[Given instruction a]
Reproduce the rectangle overlap question below verbatim, from start to finish.

[Selected text]
****
I received the following question in a technical interview today (for a devops/SRE position):
Write a function which returns true if the two rectangles passed to it as arguments would overlap if drawn on a Cartesian plane. The rectangles are guaranteed to be aligned with the axes, not arbitrarily rotated.
I pretty much blew the whole thought process for how to approach the question I wasn't thinking of cases where, for example, one rectangle might be enclosed entirely within the other or of cases where a short wide rectangle might cross wholly through a taller, narrower one forming some sort of cross --- so I was off on a non-productive tangent thinking about whether any corner of either rectangle was within the bounding box of the other.
Naturally as soon as I got home, having let the problem settle more in my mind, I was able to write something which seems reasonably elegant and seems to work (for the test cases I've tried so far).
This graphic (which took far longer to create than the code, and I don't even know how to make Inkscape show the gridlines in the saved image as it's showing in my working canvas) shows the simplest obvious cases: red/aqua overlapping by a corner, blue completely enclosing fuschia and green/yellow overlapping but without any corner enclosed within the other. My test code uses red/blue, blue/green and similar combinations as the non-overlapping test cases, including those which would overlap only in horizontal or vertical dimensions but are clear in the other dimension.
****
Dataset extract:

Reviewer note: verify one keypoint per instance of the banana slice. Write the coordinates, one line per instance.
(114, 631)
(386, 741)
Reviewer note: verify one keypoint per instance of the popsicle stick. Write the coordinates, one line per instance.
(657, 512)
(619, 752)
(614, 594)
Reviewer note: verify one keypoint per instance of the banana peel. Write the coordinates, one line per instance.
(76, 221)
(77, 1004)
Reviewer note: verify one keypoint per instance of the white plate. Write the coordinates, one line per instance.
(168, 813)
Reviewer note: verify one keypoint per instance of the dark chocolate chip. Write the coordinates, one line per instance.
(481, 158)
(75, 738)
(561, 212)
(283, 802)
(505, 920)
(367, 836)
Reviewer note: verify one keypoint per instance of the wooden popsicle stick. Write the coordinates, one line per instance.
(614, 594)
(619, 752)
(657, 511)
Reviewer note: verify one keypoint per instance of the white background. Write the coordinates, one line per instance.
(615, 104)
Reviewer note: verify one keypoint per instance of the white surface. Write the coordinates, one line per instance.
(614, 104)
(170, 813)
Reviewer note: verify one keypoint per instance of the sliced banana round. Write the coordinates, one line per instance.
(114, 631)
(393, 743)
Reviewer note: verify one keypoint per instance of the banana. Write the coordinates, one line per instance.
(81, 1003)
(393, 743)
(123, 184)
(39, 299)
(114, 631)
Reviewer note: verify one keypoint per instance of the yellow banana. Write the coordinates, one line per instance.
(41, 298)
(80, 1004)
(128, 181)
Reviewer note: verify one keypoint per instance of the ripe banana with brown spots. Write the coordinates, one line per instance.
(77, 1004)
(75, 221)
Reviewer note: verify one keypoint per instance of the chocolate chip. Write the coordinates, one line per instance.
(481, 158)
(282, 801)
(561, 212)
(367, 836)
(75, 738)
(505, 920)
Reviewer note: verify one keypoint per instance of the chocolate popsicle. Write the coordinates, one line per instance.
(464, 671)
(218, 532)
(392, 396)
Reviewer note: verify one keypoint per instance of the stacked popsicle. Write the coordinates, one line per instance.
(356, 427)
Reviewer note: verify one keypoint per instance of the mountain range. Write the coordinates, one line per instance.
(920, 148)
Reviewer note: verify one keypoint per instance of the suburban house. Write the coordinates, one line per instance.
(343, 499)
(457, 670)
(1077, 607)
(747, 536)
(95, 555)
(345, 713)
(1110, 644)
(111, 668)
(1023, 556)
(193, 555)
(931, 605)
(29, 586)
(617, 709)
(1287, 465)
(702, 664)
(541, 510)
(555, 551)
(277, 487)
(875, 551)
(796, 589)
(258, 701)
****
[Given instruction b]
Edit the dataset extract by replacing "suburban house" with "detached house" and leaving everything else unchanged. Return only the portion of the listing that begins at the line containing "the chocolate popsicle." and runs through the end of the listing.

[Task answer a]
I received the following question in a technical interview today (for a devops/SRE position):
Write a function which returns true if the two rectangles passed to it as arguments would overlap if drawn on a Cartesian plane. The rectangles are guaranteed to be aligned with the axes, not arbitrarily rotated.
I pretty much blew the whole thought process for how to approach the question I wasn't thinking of cases where, for example, one rectangle might be enclosed entirely within the other or of cases where a short wide rectangle might cross wholly through a taller, narrower one forming some sort of cross --- so I was off on a non-productive tangent thinking about whether any corner of either rectangle was within the bounding box of the other.
Naturally as soon as I got home, having let the problem settle more in my mind, I was able to write something which seems reasonably elegant and seems to work (for the test cases I've tried so far).
This graphic (which took far longer to create than the code, and I don't even know how to make Inkscape show the gridlines in the saved image as it's showing in my working canvas) shows the simplest obvious cases: red/aqua overlapping by a corner, blue completely enclosing fuschia and green/yellow overlapping but without any corner enclosed within the other. My test code uses red/blue, blue/green and similar combinations as the non-overlapping test cases, including those which would overlap only in horizontal or vertical dimensions but are clear in the other dimension.

[Task answer b]
Reviewer note: verify one keypoint per instance of the chocolate popsicle. Write the coordinates, one line per instance.
(464, 671)
(218, 532)
(392, 396)
Reviewer note: verify one keypoint per instance of the stacked popsicle. Write the coordinates, one line per instance.
(356, 427)
Reviewer note: verify one keypoint per instance of the mountain range. Write the coordinates, one line per instance.
(920, 148)
Reviewer note: verify one keypoint per instance of the detached house. Write the coordinates, one line per instance.
(343, 499)
(457, 670)
(1077, 607)
(747, 536)
(95, 555)
(345, 713)
(1110, 644)
(111, 668)
(1023, 556)
(193, 555)
(931, 605)
(29, 586)
(617, 709)
(1287, 465)
(702, 664)
(541, 510)
(555, 551)
(277, 487)
(875, 551)
(796, 589)
(258, 701)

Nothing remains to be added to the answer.